- Records for processing
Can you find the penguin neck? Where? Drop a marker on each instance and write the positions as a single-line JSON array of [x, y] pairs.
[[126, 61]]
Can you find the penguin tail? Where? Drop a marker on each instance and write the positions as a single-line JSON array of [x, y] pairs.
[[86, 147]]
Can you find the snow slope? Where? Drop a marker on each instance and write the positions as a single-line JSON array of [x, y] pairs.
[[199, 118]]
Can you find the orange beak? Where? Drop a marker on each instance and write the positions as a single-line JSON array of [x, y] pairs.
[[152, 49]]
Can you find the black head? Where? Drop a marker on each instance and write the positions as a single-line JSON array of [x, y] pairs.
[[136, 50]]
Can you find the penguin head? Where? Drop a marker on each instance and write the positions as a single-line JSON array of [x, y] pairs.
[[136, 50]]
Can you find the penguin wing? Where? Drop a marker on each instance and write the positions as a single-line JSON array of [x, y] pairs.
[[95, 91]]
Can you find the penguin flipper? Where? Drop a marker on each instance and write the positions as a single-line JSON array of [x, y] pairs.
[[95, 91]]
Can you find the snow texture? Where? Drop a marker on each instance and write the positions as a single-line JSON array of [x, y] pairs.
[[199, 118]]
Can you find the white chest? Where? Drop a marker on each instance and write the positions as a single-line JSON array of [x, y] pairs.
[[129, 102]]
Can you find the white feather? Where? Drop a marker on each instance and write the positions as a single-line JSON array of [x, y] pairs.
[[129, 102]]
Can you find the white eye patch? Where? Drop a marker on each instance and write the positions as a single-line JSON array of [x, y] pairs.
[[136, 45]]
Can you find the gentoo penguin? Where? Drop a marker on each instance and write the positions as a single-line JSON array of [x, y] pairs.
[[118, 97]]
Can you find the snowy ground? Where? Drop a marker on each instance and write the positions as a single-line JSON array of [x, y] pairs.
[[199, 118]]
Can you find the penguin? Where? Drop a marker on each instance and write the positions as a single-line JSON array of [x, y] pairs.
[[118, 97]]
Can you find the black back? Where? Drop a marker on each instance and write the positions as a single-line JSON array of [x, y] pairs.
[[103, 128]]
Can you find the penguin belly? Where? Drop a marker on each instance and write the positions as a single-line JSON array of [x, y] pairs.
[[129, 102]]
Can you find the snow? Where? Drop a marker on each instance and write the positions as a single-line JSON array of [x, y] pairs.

- Task to carry out
Rewrite the lines from the one containing "Can you find the penguin?" through the end of the lines, inclusive, keeping the requests. Add 16 to every number in the answer coordinates.

- Task answer
Can you find the penguin? Where? Drop a marker on each instance and write the positions as a single-line JSON array of [x, y] pairs.
[[134, 113]]
Can you find the black back? Where? Drop a marker on each instance and write the positions as a single-line JSON array of [x, y] pairs.
[[119, 144]]
Can you find the penguin belly? Where? Drop a marker on each instance and write the positions as a single-line JSON array of [x, y] pairs.
[[145, 118]]
Can you find the snow? Where? Drop a marker on each instance and write the positions as a single-line JSON array of [x, y] pairs.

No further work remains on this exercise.